§ Задания:
[A] У кого, согласно тексту о мордве, были собраны сведения, за которые автор благодарит подполковника В. А. Мошкова?
[B] Напишите продолжение текста о мордве, начиная сразу после его последнего предложения.
--- Исходный текст ---
Обращаясь въ заключеніе этихъ страницъ къ нашему послѣднему очерку, мы считаемъ пріятнымъ долгомъ принести нашу сердечную признательность гг. директорамъ народныхъ училищъ губерній Нижегородской, Симбирской, Пензенской, Самарской, Саратовской и Тамбовской за доставленіе списковъ преподавателей народныхъ училищъ въ населенныхъ Мордвою районахъ, гг. Лукину, Бутузову, Иванцеву, Фитингофову, Строганову и Мелентьеву за доставленіе для редакціи „Извѣстій" собранныхъ по нашей программѣ свѣдѣній о мѣстной Мордвѣ и г. подполковнику В. А. Мошкову за свѣдѣнія, собранныя у Мордвы-солдатъ Варшавскаго военнаго округа.
Смирновъ.
Казань, 18 янв. 1895 г.
Русский историк и этнограф И. Н. СМИРНОВ
Глава I
Очерк истории мордвы
Арзамасская Мордва представляет собою крупнейшее из современных восточно-финских племен. Она занимает своими поселениями значительные пространства в губерниях Нижегородской, Пензенской, Тамбовской, Симбирской, Казанской, Самарской, Уфимской, Оренбургской и Саратовской.
--- Фрагмент набора данных ---
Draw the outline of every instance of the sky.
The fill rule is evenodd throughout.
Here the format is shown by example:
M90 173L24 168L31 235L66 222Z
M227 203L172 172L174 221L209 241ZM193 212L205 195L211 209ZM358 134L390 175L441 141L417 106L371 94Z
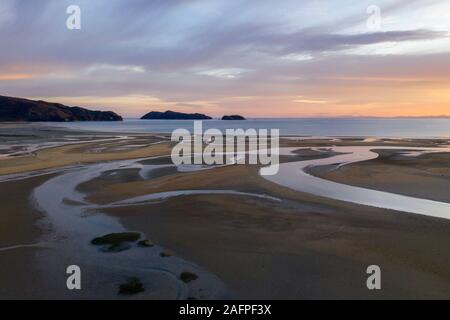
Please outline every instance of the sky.
M125 117L450 115L450 0L1 0L0 40L0 95Z

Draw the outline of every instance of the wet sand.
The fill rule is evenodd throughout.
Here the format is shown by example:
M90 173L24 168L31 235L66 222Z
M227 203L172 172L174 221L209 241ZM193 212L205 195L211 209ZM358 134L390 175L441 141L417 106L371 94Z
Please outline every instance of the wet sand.
M191 196L106 212L205 266L239 298L449 297L449 222L292 193L258 181L253 168L233 169L202 172L198 183L166 178L170 182L155 182L156 190L148 191L169 190L172 183L207 188L222 177L221 187L270 192L285 200L274 205L233 196ZM384 270L386 285L380 292L365 286L365 268L371 264Z
M317 177L369 189L450 203L450 154L402 156L391 150L376 150L380 157L337 168L314 167Z

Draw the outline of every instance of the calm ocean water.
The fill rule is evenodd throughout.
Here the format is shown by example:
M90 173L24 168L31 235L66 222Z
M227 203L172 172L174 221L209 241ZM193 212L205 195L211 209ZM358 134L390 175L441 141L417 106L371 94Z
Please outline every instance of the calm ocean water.
M47 123L46 123L47 125ZM170 133L177 128L193 130L190 120L138 120L123 122L52 123L74 130L115 133ZM282 135L305 136L377 136L377 137L450 137L450 119L249 119L246 121L203 121L203 129L255 128L280 129Z

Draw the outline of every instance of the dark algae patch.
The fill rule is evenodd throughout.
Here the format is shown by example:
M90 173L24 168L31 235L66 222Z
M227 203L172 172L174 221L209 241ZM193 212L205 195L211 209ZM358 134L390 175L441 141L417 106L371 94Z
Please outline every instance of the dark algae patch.
M138 246L140 247L146 247L146 248L150 248L153 247L155 244L153 242L151 242L150 240L141 240L138 242Z
M197 280L198 276L195 273L184 271L180 274L180 280L184 283L189 283L191 281Z
M133 295L144 291L144 285L137 277L129 278L127 282L119 286L119 294L122 295Z

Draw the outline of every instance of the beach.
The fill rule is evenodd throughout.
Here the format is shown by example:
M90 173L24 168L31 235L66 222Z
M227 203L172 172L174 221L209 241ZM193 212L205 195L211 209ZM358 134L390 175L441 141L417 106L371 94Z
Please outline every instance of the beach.
M15 149L0 160L1 298L450 298L450 220L433 212L315 194L261 176L259 165L176 167L168 157L173 144L161 133L46 128L50 137L20 124L8 130L19 138L7 138ZM45 144L24 148L30 130ZM365 148L376 158L305 171L445 211L450 153L437 151L449 144L446 138L290 136L281 139L280 161L281 168L295 168ZM151 245L92 244L124 232ZM81 292L65 287L70 264L83 270ZM382 290L367 289L370 265L382 269ZM183 274L196 277L187 281ZM118 294L129 277L139 278L145 291Z

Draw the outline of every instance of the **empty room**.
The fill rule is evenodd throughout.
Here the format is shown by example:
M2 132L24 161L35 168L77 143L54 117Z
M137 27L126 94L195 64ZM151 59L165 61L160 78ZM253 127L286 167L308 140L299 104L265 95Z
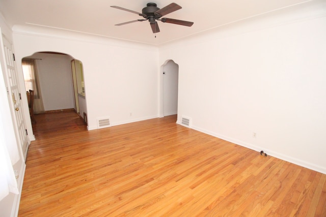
---
§ Ответы к заданиям:
[A] У мордвы-солдат Варшавского военного округа.

[B]
Своими прошлыми судьбами мордва входит, как видный деятель, в историю княжеств Рязанского и Суздальско-Нижегородского. Почтенная древность эпохи Юрия Всеволодовича не представляет собою границы, дальше которой мы могли бы углубляться в прошлое мордовского племени. О стране MoQdia говорит Константин Багрянородный в своей книге «De administrando imperio»
1; еще глубже в прошедшем мы встречаем упоминание племени mordens у Иорнанда. Племя это среди целого ряда других, до сих пор более или менее точно не определенных, фигурирует в числе покоренных готским королем Эрманарихом
2. На Иорнанде прекращаются известия историков. Брошенное им упоминание о мордве представляет собою границу, отделяющую исторический период ее жизни от доисторического. Нашим первым и главным в настоящее время руководителем в области доисторического прошлого мордвы является филология.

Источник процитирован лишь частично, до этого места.